EXERCISE TASK:
Put the records below, starting at the line containing "background. Report pixel corners as JSON arrays." and ending at the line containing "[[0, 0, 1200, 799]]", into a two-column CSV with the header instruction,response. Give one row per record, placing its text and its answer each in a single quoted field with line breaks replaced by spaces.

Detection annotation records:
* Start *

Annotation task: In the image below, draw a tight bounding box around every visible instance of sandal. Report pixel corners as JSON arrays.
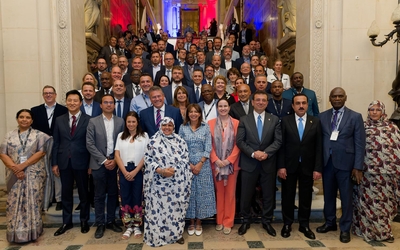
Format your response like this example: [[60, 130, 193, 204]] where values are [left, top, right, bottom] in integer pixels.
[[133, 227, 142, 238], [195, 225, 203, 236], [188, 225, 194, 236], [121, 227, 133, 240]]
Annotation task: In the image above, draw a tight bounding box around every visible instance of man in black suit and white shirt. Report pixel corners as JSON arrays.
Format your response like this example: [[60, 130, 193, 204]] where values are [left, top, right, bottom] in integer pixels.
[[278, 93, 323, 239], [31, 85, 68, 211], [52, 90, 90, 236], [236, 91, 282, 236]]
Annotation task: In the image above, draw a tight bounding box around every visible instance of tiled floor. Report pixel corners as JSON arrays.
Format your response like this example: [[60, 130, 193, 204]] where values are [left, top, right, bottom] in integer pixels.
[[0, 222, 400, 250]]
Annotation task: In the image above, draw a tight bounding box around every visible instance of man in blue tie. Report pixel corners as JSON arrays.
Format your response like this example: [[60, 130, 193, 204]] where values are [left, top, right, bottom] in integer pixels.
[[236, 90, 282, 236], [278, 93, 322, 239]]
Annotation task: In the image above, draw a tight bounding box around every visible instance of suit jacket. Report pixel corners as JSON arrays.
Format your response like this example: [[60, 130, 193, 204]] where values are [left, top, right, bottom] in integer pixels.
[[140, 104, 183, 137], [236, 112, 282, 174], [319, 107, 365, 171], [81, 101, 103, 117], [86, 115, 125, 170], [282, 88, 319, 116], [265, 98, 293, 119], [114, 97, 132, 120], [229, 100, 253, 120], [97, 44, 121, 67], [52, 112, 90, 170], [239, 28, 253, 44], [278, 114, 322, 176], [162, 83, 197, 105], [31, 103, 68, 136], [183, 64, 203, 88]]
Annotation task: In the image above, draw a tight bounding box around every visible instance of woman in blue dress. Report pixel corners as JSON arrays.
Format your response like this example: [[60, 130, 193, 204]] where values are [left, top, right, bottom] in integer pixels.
[[143, 117, 192, 247], [179, 104, 216, 236]]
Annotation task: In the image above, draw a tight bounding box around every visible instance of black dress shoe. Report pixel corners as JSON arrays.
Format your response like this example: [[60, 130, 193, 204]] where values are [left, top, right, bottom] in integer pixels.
[[281, 225, 292, 238], [317, 223, 337, 234], [263, 223, 276, 237], [54, 224, 74, 236], [238, 223, 250, 235], [106, 221, 122, 233], [56, 201, 62, 211], [299, 226, 315, 240], [176, 237, 185, 245], [339, 232, 350, 243], [94, 224, 106, 239], [81, 221, 90, 234]]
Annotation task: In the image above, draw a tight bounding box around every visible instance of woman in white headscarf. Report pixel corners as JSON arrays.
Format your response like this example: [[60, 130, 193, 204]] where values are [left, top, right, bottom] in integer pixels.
[[143, 117, 192, 247]]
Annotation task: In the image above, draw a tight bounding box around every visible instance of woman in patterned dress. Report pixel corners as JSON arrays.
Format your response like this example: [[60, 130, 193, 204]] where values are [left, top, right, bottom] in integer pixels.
[[179, 104, 216, 236], [0, 109, 52, 243], [352, 101, 400, 243], [143, 117, 192, 247]]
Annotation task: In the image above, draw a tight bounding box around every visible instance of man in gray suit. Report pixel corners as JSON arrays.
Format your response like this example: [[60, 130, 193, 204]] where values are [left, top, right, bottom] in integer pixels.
[[236, 90, 282, 236], [317, 87, 365, 243], [86, 94, 124, 239]]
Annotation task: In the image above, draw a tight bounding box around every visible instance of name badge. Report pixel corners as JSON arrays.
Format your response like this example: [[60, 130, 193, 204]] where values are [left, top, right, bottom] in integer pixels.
[[331, 130, 339, 141], [19, 156, 28, 164]]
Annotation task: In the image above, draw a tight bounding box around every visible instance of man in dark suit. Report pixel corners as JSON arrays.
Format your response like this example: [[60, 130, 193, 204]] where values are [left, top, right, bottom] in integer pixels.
[[94, 72, 114, 103], [98, 36, 121, 67], [162, 65, 196, 105], [140, 86, 183, 137], [239, 22, 253, 48], [113, 80, 131, 119], [317, 87, 365, 243], [81, 82, 102, 117], [275, 93, 322, 239], [93, 58, 107, 90], [31, 85, 68, 211], [265, 80, 292, 119], [52, 90, 90, 236], [86, 95, 125, 239], [236, 91, 282, 236], [229, 84, 253, 120]]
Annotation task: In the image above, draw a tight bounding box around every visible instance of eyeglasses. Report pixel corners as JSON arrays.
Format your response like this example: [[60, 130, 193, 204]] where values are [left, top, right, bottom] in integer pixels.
[[103, 101, 114, 105], [368, 108, 382, 112]]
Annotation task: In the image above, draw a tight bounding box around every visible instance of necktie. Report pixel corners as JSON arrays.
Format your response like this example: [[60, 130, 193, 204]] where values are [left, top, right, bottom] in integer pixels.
[[117, 100, 122, 117], [196, 86, 200, 102], [331, 110, 339, 131], [297, 117, 304, 141], [135, 85, 140, 96], [257, 115, 262, 141], [71, 115, 76, 135], [156, 109, 161, 128]]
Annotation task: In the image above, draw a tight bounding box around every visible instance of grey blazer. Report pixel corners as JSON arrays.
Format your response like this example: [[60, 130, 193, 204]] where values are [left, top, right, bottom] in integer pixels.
[[86, 115, 125, 170]]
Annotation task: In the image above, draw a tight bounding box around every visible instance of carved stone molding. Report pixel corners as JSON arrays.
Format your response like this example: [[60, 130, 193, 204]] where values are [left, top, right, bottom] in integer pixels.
[[311, 0, 325, 103], [57, 0, 71, 102]]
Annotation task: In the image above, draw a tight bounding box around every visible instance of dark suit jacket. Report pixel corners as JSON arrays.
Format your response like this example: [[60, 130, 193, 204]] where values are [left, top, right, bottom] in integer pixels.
[[140, 105, 183, 137], [86, 115, 125, 170], [81, 101, 103, 117], [52, 112, 90, 170], [229, 100, 253, 120], [162, 83, 197, 105], [236, 112, 282, 174], [114, 96, 132, 120], [239, 28, 253, 44], [278, 114, 322, 176], [265, 98, 293, 119], [31, 103, 68, 136], [319, 107, 365, 171]]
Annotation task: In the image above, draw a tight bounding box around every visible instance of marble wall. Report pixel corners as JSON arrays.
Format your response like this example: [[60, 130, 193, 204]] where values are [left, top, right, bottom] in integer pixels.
[[295, 0, 397, 114]]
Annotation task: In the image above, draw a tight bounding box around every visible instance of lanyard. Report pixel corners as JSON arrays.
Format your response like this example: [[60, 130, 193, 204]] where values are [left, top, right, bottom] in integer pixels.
[[204, 99, 215, 120], [18, 128, 32, 153]]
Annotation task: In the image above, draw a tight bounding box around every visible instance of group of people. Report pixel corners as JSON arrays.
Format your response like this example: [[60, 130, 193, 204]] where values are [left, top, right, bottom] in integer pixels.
[[0, 23, 400, 246]]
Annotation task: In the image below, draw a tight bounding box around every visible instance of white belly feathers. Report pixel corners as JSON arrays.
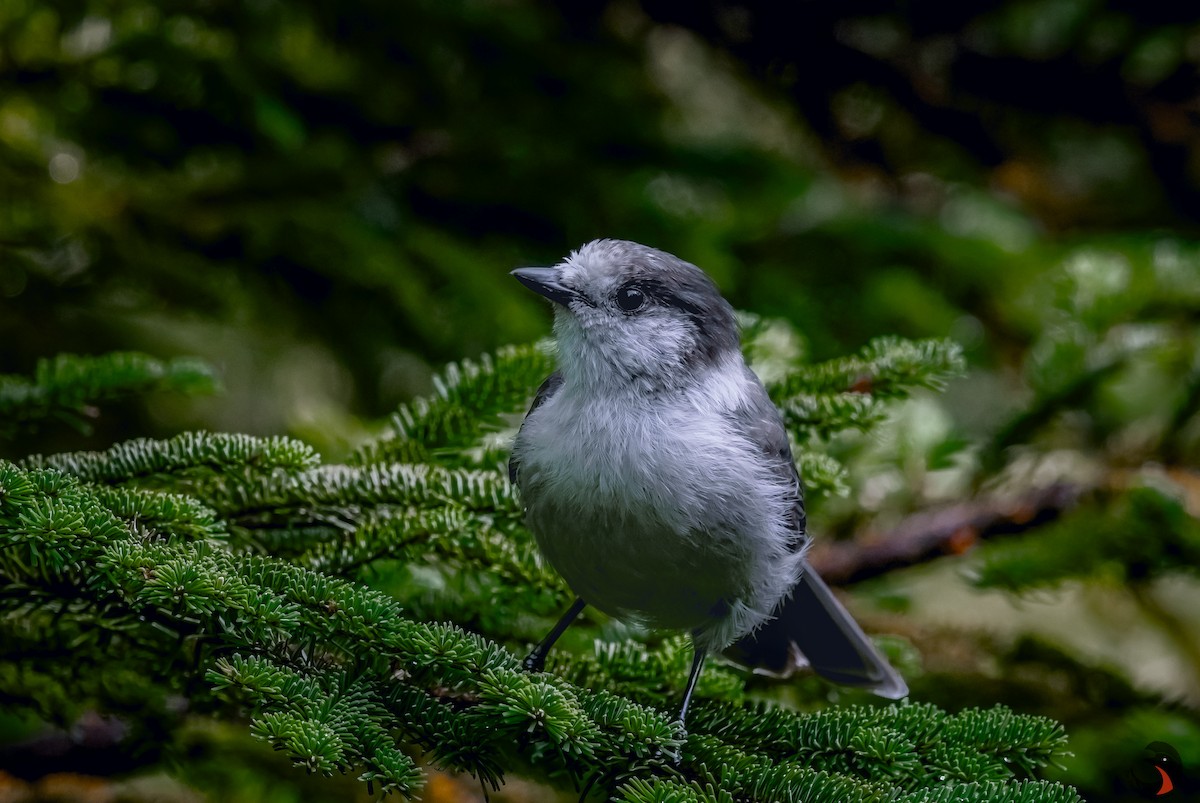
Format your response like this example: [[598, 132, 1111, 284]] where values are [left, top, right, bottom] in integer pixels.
[[516, 379, 800, 649]]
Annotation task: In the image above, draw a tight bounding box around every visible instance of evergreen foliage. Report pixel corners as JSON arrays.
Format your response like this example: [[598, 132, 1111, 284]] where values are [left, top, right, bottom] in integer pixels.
[[0, 332, 1076, 803], [0, 352, 216, 438]]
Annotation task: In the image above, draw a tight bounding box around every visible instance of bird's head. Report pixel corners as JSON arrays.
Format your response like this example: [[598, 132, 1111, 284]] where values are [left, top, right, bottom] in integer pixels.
[[512, 240, 738, 392]]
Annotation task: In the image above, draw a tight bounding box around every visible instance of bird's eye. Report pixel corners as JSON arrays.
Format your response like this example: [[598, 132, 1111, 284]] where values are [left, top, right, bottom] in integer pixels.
[[617, 287, 646, 312]]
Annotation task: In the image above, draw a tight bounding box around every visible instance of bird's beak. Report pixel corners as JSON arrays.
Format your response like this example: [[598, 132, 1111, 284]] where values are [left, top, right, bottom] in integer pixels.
[[512, 268, 578, 307]]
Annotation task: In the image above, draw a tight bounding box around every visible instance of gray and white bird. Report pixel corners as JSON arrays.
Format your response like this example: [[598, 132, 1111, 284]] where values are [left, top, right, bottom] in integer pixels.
[[509, 240, 908, 720]]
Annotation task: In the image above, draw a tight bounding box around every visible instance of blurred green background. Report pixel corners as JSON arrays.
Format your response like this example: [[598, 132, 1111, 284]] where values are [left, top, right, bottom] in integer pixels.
[[0, 0, 1200, 799]]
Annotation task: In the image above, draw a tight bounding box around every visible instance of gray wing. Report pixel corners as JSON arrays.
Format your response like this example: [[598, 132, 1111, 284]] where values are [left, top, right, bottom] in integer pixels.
[[730, 368, 808, 550], [725, 368, 908, 700], [509, 371, 563, 485]]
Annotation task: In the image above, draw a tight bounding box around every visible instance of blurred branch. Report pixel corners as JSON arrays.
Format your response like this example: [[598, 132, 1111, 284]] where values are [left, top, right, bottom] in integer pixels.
[[812, 483, 1092, 585]]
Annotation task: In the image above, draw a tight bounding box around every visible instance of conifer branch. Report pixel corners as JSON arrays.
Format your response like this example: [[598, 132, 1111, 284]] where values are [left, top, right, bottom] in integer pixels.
[[0, 352, 217, 438], [0, 342, 1073, 803]]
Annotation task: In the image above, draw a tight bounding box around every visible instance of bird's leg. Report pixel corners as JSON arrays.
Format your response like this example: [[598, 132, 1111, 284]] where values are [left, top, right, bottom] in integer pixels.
[[679, 641, 708, 725], [521, 597, 587, 672]]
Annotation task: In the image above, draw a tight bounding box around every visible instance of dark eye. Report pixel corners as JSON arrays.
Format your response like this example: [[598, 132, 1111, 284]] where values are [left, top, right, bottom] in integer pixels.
[[617, 287, 646, 312]]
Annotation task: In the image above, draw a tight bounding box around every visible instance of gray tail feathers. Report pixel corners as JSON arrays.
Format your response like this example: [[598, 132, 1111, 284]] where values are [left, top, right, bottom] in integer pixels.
[[725, 561, 908, 700]]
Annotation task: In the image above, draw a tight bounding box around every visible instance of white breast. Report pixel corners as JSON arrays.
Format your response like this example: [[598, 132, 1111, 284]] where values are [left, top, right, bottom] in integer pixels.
[[515, 367, 799, 648]]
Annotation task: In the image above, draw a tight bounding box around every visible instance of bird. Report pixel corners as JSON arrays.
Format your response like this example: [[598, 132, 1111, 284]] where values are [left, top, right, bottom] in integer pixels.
[[509, 239, 908, 724]]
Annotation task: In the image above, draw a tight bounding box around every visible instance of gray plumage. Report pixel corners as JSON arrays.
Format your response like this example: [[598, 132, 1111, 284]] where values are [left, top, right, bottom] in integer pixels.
[[509, 240, 907, 717]]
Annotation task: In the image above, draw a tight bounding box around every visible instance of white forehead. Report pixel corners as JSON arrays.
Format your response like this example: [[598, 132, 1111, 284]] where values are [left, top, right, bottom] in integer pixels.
[[559, 240, 643, 290]]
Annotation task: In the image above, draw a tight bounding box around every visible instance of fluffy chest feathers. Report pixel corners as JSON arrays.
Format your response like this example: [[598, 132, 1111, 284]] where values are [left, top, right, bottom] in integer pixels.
[[515, 369, 798, 643]]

* End *

TASK RESULT:
instruction,response
"Annotation task: In the image above, draw a tight bounding box around every visible instance of blurred green background. Report pixel corners as JSON arrays. Format your response like this example: [[598, 132, 1111, 284]] where values are [left, top, right, bottom] in integer pixels.","[[0, 0, 1200, 799]]"